● How to complete this task
Copy the data that follows, exactly and completely.

(Data section Opens)

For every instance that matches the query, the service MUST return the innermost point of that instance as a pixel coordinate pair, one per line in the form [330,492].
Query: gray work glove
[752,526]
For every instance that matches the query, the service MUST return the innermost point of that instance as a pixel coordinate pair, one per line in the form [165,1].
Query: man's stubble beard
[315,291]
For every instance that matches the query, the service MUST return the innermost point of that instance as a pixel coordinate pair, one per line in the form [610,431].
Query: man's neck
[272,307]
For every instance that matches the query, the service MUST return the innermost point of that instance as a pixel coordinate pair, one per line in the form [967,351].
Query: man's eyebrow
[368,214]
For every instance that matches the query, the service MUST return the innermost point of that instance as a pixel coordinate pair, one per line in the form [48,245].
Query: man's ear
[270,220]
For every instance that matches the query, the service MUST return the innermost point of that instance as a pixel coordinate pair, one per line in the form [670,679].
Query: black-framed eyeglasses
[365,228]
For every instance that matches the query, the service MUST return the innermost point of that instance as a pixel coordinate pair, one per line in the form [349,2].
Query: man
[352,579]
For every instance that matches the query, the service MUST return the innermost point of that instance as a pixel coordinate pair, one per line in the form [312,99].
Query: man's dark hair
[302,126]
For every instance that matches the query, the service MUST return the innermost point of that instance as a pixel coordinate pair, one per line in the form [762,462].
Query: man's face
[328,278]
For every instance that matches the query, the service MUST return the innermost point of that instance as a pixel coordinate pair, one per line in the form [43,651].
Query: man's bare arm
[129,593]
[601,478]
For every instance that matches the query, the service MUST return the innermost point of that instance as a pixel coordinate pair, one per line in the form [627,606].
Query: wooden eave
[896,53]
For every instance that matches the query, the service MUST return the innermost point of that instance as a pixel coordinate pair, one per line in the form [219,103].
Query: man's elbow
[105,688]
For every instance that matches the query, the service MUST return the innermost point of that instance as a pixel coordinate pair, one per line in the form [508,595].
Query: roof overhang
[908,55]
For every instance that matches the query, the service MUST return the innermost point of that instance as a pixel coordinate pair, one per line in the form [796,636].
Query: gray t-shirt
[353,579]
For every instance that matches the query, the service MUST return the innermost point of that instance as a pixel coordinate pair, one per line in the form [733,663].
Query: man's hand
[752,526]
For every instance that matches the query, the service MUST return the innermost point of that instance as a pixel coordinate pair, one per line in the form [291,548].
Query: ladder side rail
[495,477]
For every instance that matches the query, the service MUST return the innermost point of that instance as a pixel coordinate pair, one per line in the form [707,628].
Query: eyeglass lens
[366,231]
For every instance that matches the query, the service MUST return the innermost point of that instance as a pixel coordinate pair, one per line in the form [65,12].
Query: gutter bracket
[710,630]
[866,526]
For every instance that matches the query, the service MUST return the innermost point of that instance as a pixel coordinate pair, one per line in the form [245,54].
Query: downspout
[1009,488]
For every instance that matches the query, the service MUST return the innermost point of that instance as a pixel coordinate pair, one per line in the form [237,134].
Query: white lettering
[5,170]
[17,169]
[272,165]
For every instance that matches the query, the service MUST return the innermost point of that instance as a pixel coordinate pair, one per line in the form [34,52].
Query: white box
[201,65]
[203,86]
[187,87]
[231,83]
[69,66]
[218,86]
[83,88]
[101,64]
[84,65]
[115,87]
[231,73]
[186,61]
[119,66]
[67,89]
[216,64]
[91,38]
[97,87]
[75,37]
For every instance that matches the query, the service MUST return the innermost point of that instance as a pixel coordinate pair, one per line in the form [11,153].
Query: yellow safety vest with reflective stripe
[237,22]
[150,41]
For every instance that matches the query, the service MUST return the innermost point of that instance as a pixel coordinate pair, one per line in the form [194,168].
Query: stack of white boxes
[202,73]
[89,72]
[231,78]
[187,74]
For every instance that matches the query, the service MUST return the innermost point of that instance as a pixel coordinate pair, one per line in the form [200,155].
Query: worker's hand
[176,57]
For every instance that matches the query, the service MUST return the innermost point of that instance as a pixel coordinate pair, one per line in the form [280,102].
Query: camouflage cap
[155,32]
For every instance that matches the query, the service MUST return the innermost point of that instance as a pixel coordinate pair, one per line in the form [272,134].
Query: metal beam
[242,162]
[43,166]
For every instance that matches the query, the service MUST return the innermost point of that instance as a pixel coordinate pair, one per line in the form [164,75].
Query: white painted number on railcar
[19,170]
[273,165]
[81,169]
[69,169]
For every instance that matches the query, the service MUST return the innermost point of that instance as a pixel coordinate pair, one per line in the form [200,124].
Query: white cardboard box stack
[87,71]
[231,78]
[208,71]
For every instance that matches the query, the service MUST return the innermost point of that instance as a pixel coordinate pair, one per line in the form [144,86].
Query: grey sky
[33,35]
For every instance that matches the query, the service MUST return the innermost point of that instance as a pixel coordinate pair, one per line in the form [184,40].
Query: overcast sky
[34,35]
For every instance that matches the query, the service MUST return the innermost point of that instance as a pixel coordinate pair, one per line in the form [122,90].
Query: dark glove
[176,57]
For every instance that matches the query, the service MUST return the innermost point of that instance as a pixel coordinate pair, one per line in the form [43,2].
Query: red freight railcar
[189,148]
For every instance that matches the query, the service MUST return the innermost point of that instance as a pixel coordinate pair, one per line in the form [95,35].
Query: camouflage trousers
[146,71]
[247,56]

(Data section Closes)

● Task response
For every instance that matches the query, the service MUST return the innermost point of that instance as a pixel coordinate pair, one per line in the form [330,492].
Query: gray work glove
[752,526]
For every instance that matches the query, the service MUST return the innermost point of that instance as a pixel coordinate pair, one per line in the form [165,1].
Query: man's stubble beard
[315,291]
For every instance that matches the query, the service MUST return the innermost point of that instance as a pixel coordinate pair, one per line in the form [610,431].
Query: man's neck
[272,307]
For every instance that matches the query, the service MUST return the innermost point of that instance as a pixel coordinate pair, one per line in the form [967,351].
Query: man's eyebrow
[368,214]
For every instance that matches the query, the service MUST return the innermost point of that instance as a pixel coordinate pair, one per line in the form [48,245].
Query: man's ear
[270,220]
For every instance that matches the query, the service MUST return the innermost point of that instance as a pixel coordinate pair, one per line in the form [670,679].
Query: black-framed eyeglasses
[365,228]
For every instance that matches the query, the service MUST return the innermost point of that instance as a pixel coordinate pair, one per line in the form [349,2].
Query: man
[352,579]
For every instance that matches the query, the service MUST return the innermost point of that instance as a pixel coordinate pair, one per line in the form [312,99].
Query: man's dark hair
[302,126]
For every instance that matches the query, the service MUST return the innermost point of that instance as a pixel coordinate pair, one per line in the form [762,462].
Query: man's face
[328,278]
For every instance that matches the query, the service MUST return the innermost point of that instance as a pixel coordinate pair, one per line in the form [43,651].
Query: man's bare arm
[129,593]
[601,478]
For every instance that matches the query, the service MUST return the innermost point of that instance as a pixel coordinate pair, one per line in the form [627,606].
Query: wooden eave
[896,53]
For every instance that matches the query, the service MUST return the innermost point of that instance as a pixel coordinate pair, one per line in the form [219,103].
Query: man's elbow
[105,688]
For every instance that matches the query, the service MUST return the innermost point of that instance as a pixel coordinate pair, one per line in the form [508,595].
Query: roof overhang
[908,55]
For every instance that matches the query, the service MUST return the innermost point of that instance as a pixel coordinate pair, one per line in the form [796,636].
Query: gray t-shirt
[353,579]
For every instance that matches the query, the service MUST return the innermost point of that instance as a pixel coordinate pair, one per line in the form [733,663].
Query: man's hand
[752,526]
For every instance that matches the query, the service MUST return the innermost point of that instance as a pixel coordinate pair, one per line in the form [291,548].
Query: ladder side rail
[495,477]
For every instance that matches the query, the service MUST return the innermost point of that instance as a pixel coordinate pair, one per line in the form [707,628].
Query: eyeglass lens
[366,231]
For every instance that matches the query, the service MUST return the innermost point of that instance as a pixel coordinate pair, one per line in the form [65,12].
Query: gutter bracket
[710,630]
[866,526]
For every instance that matches the query, the service MUST return the innermost point of that instance as a pixel coordinate pair, one per line in the form [245,54].
Query: downspout
[1009,488]
For every instance that matches the query, the service MUST return the innermost point of that instance as a pixel coordinate pair, one per line in the form [237,134].
Query: white lettering
[5,170]
[17,169]
[272,165]
For every instance that matches the query, the service MUST return the innermost point of that instance as a pixel coordinate pair, one per line in the form [34,52].
Query: white box
[201,65]
[203,86]
[187,87]
[231,83]
[69,66]
[218,86]
[83,88]
[101,64]
[84,65]
[115,87]
[231,73]
[186,61]
[119,66]
[67,89]
[216,64]
[91,38]
[97,87]
[75,37]
For every instance that matches the query, the service MUST return the innermost point of that instance as a pixel coordinate pair, one per line in the form [11,153].
Query: yellow safety vest with reflective stripe
[237,22]
[150,41]
For every instance that matches the query, the service MUST return the innermost point of that instance as a pixel coordinate pair, one per line in the form [194,168].
Query: stack of white boxes
[202,73]
[89,72]
[231,78]
[187,74]
For every instance that matches the query, the service MUST return the innermost point of that instance as a pixel coordinate pair, one per line in the form [200,155].
Query: worker's hand
[176,57]
For every instance that matches the query, the service MUST return the innermost point of that instance as a pixel coordinate pair, one per line in the form [280,102].
Query: camouflage cap
[155,32]
For every instance that matches the query, the service MUST return the innermost point of that instance as a pixel coordinate pair, one per line in the form [272,134].
Query: metal beam
[242,162]
[43,166]
For every instance that matches the query, the service MUST return the innermost point of that instance as a pixel coordinate pair, one per line in the form [164,75].
Query: white painted number on railcar
[19,170]
[273,165]
[81,169]
[69,169]
For every instance that matches the query, the service MUST return the innermost point of that instance as a pixel coordinate pair, one per line in the form [200,124].
Query: white cardboard box stack
[87,71]
[231,78]
[208,71]
For every instance that matches the query, the service MUST return the innermost point of that instance as a pixel coordinate pair, one per line in the form [144,86].
Query: grey sky
[33,35]
For every instance that matches the query, the service MUST return the innermost point of that instance as a pixel coordinate pair, one per line in the form [184,40].
Query: overcast sky
[34,35]
For every instance that matches the query, the service MUST return the innermost point of that instance as a pixel coordinate pair, one per line in the form [122,90].
Query: dark glove
[176,57]
For every instance that matches the query, the service MUST return the innermost point of that instance as a pixel coordinate pair, one per line in the form [43,2].
Query: red freight railcar
[189,148]
For every instance that matches the query, the service MUST return the innermost point of that instance as a pixel coordinate pair, one per line in the form [95,35].
Query: camouflage trousers
[146,71]
[247,56]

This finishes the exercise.